■ Explore the material ■
(a) Reproduce the Budget 2022 article word for word, starting with "Budget 2022: The" and going on through "Cider Ireland and...".
(b) According to the Budget 2022 article, by how much has the Government committed to reducing excise duty for small producers of craft cider, and when?
(c) For each statement, state whether it agrees with the Budget 2022 article, answering yes or no and quoting the deciding words: (i) Daniel Emmerson is chief executive of Nohoval Drinks Company. (ii) Craft cider producers are already treated the same as craft beer. (iii) Emmerson says the delay holds back new orchards.

■ Passage to read ■
= = = = = = =

Budget 2022: The Grocery Retail Industry Responds
Following the range of key measures announced at Budget 2022, here is how the grocery retail industry has responded. Cider Ireland In a statement, Daniel Emmerson, chairperson of Cider Ireland and...
Following the range of key measures announced at Budget 2022, here is how the grocery retail industry has responded.
In a statement, Daniel Emmerson, chairperson of Cider Ireland and chief executive of Nohoval Drinks Company, producers of Stonewell Cider said, "While Cider Ireland welcome the Government’s commitment to reducing excise duty for small producers of craft cider by 50% next year, it is very regrettable that we must wait another year before being afforded the same treatment as craft beer. The year is a further, unjustifiable delay on the new jobs, tourism, exports and carbon-busting new orchards that will emerge all around rural Ireland once the 50% reduction in duty is implemented. We, and the communities we are part of, deserve a level playing field."

= = = = = = =

■ Excerpts from a dataset ■
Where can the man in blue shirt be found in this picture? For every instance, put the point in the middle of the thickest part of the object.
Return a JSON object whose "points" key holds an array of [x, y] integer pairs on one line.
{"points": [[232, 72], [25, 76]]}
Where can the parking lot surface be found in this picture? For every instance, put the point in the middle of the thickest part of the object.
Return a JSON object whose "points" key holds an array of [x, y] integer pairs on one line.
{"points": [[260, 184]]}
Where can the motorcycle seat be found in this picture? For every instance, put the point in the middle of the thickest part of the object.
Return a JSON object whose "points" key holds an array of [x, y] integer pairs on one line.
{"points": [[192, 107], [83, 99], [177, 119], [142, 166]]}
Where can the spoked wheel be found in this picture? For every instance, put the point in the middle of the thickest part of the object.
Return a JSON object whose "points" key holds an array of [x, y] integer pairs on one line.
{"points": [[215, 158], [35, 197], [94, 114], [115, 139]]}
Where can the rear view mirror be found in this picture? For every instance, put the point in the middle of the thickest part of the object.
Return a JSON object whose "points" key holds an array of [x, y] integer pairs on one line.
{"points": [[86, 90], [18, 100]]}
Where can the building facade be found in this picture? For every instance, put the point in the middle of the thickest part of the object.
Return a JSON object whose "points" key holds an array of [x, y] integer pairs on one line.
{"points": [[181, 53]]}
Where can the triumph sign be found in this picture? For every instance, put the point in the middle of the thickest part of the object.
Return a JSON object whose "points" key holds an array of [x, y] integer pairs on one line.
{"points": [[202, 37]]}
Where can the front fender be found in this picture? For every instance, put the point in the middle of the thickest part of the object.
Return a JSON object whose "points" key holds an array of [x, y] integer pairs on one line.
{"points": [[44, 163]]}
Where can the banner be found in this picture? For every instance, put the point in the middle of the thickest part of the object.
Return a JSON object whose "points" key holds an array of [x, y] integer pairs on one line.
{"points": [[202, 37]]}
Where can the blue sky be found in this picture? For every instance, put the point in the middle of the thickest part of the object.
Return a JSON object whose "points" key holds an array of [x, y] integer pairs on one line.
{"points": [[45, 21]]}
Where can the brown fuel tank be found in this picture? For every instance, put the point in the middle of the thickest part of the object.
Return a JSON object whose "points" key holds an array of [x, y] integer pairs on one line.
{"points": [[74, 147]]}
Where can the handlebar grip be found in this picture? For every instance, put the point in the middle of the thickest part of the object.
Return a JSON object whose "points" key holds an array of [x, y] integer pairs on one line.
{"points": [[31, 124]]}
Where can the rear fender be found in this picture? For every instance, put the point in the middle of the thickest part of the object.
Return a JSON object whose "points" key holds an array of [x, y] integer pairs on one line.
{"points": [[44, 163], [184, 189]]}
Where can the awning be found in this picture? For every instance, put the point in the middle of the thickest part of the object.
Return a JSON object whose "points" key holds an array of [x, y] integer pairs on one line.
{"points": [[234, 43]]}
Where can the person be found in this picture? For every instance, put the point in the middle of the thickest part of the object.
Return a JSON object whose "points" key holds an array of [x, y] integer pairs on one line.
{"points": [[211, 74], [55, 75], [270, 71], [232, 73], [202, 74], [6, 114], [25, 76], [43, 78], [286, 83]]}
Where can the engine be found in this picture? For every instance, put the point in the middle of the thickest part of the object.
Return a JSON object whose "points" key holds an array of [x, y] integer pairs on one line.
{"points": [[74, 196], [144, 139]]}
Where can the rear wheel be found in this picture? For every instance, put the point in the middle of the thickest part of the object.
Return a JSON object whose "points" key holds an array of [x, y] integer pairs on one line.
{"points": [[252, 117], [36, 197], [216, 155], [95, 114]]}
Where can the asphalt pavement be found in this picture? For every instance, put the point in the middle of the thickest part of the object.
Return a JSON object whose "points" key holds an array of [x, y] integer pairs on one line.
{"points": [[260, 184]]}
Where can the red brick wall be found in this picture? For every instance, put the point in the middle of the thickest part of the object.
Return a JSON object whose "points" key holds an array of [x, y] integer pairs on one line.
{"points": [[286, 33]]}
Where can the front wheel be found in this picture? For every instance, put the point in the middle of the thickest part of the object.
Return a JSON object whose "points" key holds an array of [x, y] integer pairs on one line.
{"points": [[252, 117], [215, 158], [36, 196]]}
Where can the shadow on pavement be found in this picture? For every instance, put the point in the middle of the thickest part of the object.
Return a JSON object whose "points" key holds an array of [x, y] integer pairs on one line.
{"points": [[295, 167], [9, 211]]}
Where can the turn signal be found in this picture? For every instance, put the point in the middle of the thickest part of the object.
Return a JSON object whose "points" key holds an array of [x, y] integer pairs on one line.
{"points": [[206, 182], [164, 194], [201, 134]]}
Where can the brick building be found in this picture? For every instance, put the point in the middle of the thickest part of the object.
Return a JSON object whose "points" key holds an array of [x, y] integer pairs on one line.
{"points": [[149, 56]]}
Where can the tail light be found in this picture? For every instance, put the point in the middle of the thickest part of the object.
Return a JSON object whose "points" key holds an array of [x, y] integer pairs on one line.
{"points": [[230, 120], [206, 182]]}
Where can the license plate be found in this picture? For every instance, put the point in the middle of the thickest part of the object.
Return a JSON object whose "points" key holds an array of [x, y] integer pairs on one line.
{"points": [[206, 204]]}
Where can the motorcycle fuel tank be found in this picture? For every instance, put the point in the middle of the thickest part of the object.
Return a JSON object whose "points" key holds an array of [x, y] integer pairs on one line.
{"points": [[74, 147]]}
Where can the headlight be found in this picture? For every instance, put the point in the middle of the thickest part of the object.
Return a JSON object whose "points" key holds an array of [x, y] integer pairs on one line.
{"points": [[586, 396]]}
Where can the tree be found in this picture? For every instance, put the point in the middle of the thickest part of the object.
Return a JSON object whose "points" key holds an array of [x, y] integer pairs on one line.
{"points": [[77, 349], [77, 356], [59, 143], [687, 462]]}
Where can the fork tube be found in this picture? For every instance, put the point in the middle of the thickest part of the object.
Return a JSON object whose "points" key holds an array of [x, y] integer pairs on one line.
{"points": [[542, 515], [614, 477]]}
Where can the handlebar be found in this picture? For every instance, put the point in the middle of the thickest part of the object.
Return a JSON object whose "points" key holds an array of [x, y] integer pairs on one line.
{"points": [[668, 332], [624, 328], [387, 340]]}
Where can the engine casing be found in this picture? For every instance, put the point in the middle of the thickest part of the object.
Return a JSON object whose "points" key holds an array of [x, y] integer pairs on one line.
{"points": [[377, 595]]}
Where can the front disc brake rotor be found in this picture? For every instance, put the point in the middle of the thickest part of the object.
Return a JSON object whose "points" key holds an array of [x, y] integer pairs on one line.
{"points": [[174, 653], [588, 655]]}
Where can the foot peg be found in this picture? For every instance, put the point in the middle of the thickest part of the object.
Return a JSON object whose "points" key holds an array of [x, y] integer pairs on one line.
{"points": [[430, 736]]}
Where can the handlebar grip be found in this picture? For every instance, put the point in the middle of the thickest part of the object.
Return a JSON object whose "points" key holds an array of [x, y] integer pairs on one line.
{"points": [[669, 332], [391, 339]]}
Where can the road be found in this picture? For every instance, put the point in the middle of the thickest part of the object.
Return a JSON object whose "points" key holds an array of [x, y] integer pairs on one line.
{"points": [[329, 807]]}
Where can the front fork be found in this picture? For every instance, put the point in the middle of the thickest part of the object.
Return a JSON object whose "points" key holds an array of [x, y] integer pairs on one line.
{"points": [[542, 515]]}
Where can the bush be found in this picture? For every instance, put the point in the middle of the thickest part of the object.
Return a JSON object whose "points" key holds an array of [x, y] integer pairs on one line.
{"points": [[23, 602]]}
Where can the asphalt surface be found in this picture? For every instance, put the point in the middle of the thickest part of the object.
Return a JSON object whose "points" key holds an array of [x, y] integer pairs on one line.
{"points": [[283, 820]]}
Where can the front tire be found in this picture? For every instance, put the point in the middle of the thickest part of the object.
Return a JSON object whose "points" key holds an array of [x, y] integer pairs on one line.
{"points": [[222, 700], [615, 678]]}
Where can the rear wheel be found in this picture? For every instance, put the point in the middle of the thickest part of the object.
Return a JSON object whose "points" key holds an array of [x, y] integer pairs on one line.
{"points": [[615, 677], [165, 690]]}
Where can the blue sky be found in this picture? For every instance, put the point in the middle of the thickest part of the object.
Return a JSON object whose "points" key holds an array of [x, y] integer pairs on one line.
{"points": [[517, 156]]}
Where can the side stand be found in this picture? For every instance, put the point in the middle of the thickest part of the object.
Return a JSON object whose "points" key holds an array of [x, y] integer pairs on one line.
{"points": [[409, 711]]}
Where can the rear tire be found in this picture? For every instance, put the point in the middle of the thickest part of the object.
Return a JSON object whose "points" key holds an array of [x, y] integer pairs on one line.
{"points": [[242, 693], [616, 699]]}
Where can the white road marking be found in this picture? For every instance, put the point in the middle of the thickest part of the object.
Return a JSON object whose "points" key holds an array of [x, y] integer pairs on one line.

= = = = = = =

■ Solutions ■
(a)
Budget 2022: The Grocery Retail Industry Responds
Following the range of key measures announced at Budget 2022, here is how the grocery retail industry has responded. Cider Ireland In a statement, Daniel Emmerson, chairperson of Cider Ireland and...

(b) By 50%, next year.

(c)
(i) Yes: "chief executive of Nohoval Drinks Company"
(ii) No: "it is very regrettable that we must wait another year before being afforded the same treatment as craft beer"
(iii) Yes: "The year is a further, unjustifiable delay on the new jobs, tourism, exports and carbon-busting new orchards"